Ungkapan berbahasa Inggris apa saja yang disisipkan di tengah kalimat berbahasa Indonesia dalam tulisan tentang perselingkuhan di bawah ini? Sebutkan semuanya.

Teks yang Disediakan
------------------------------------------------------------

Jumat, 01 April 2011

Mengapa Kamu Lantas Berselingkuh?


Tertarik untuk nulis ini gara-gara baca bukunya Indra Herlambang “Kicau Kacau”. Di salah satu judulnya dia bilang karena ada proses kimia yang berlangsung saat seorang pria bertemu dengan wanita dan sayangnya that chemistry moment nggak seketika hilang saat kamu menikah dan hal itu yang menyebabkan married woman/man (how to say it in bahasa ya? Pria/wanita menikah?? Kok janggal ya?) kemudian bisa jatuh hati lagi berkali-kali setelah menikah dengan orang-orang yang berbeda.

Jadi kalo memang reaksi kimia itu nggak berakhir saat kamu bahkan sudah menikah apakah hal itu lantas melegalkan perselingkuhan?? Oke enyahkan jauh-jauh masalah moral dan agama, toh banyak orang-orang alim dan ngakunya bermoral yang ternyata hobi selingkuh. Saat kamu menikah seharusnya kamu sudah siap berkomitmen pada diri sendiri untuk setia hanya pada satu pasangan saja. Tidak ada orang yang perlu menilai kemampuan kamu untuk melaksanakan komitmen itu kecuali diri kamu sendiri. Dan saat kamu berselingkuh kemudian berkaca di depan cermin, really see yourself deep inside, sadarkah kamu bahwa kamu telah mengkhianati diri kamu sendiri? Tidak ada orang yang lebih buruk daripada mereka yang berkhianat pada diri sendiri.

------------------------------------------------------------

Data Tercatat

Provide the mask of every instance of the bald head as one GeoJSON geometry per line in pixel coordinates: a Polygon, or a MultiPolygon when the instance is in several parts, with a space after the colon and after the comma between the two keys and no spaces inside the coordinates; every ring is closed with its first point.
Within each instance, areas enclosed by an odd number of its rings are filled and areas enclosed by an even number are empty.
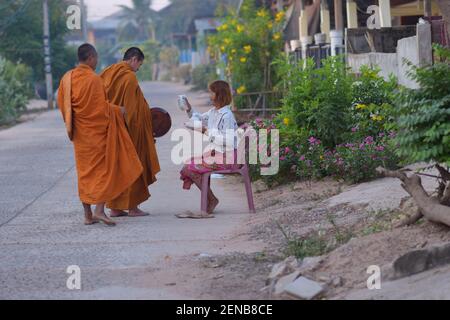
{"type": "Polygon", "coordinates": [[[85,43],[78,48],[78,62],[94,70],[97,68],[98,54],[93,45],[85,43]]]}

------------------------------------------------------------

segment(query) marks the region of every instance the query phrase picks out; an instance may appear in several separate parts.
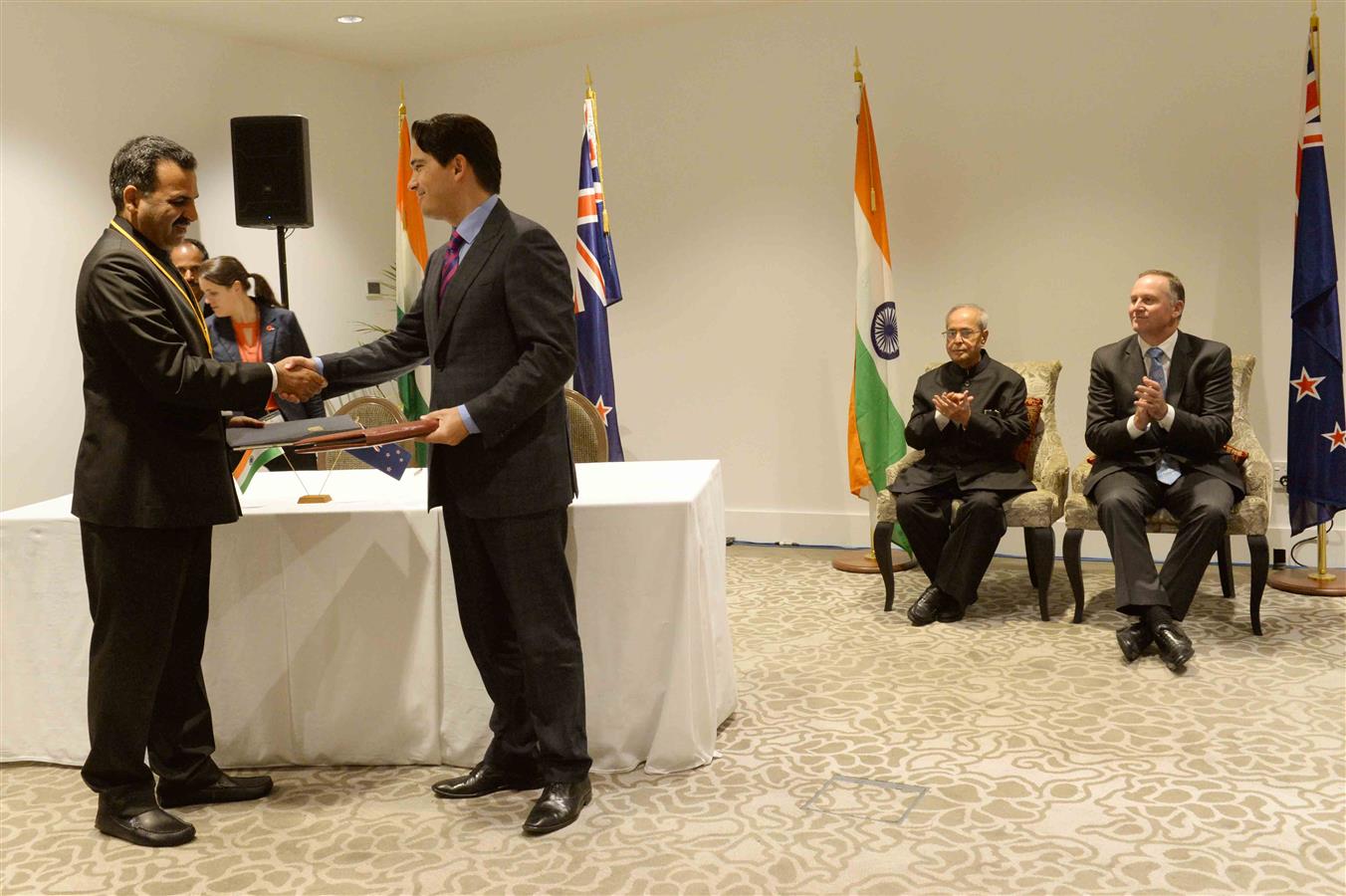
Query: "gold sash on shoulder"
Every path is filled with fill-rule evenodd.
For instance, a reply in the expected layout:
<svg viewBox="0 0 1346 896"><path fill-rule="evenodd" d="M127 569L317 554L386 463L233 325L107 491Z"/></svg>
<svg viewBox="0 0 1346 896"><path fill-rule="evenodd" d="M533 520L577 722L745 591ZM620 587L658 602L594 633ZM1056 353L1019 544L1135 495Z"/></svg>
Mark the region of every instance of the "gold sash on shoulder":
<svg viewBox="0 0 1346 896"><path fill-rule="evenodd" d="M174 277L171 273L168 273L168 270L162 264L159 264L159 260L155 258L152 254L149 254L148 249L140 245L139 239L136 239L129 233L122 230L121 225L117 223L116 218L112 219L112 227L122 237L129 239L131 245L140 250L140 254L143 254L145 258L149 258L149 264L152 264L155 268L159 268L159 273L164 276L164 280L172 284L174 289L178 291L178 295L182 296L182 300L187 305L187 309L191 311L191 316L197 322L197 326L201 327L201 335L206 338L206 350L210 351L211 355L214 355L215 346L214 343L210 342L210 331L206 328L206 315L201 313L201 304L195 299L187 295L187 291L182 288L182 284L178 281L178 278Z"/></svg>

------------------------------------------------------------

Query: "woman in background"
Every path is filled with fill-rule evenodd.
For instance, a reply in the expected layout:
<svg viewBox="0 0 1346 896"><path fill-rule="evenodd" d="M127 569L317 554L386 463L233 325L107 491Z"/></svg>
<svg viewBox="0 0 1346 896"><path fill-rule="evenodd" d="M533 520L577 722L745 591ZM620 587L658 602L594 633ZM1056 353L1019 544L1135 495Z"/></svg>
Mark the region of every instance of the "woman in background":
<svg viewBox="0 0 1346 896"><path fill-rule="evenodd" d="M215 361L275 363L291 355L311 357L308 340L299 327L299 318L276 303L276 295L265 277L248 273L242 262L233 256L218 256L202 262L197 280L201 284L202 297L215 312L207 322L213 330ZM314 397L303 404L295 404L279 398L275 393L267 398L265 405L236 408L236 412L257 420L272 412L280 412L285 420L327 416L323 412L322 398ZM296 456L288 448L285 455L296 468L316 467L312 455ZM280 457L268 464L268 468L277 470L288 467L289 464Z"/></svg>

------------------------------------------------------------

Hasil Latihan
- "that chemistry moment"
- "married woman/man"
- "how to say it in bahasa"
- "really see yourself deep inside"